#### QUOTED TEXT ####

All forecasts were originally going to be based on a Bayesian Belief Network (BBN) which included several weather-related nodes (mean seasonal wind speed and seasonal precipitation sum). However, the results of cross validation of the Bayesian Network and different versions of the ntework (notebook BN_CV_PythonPostProcess), and a comparison of different models for the hindcast period (notebook Hindcast_stats_and_plots), lead to the following choices for models to use in operational forecasting:

- TP: BBN
- chla: Naive seasonal forecast
- colour: BBN, no met (stats were the same for BBN with met, without met, or seasonal naive. Choose this for consistency with cyano)
- cyano: BBN, no met

For those nodes where the prediction will be based on the BBN without met data drivers, the forecast is still derived using the BBN which includes met nodes. However, the met nodes are not used when setting evidence for forecasting.

####

TASK BRIEF — In the forecasting model notes above, which model was chosen for operational forecasting of chla?

#### SUPPLIED RECORDS ####

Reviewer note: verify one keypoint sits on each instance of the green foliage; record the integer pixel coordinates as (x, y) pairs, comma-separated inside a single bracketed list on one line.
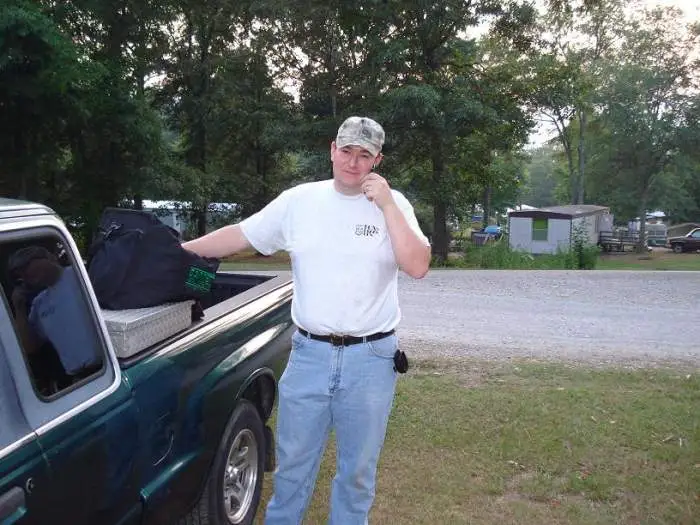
[(105, 104), (498, 256)]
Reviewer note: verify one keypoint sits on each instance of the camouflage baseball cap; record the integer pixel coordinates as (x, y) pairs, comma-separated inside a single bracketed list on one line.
[(363, 132)]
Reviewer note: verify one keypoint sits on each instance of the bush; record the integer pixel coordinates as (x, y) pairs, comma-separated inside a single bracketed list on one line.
[(499, 256)]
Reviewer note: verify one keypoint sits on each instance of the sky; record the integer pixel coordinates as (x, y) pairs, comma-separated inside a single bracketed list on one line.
[(691, 12)]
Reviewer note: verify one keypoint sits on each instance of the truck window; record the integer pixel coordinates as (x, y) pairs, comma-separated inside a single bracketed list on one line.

####

SOLUTION — A naive seasonal forecast.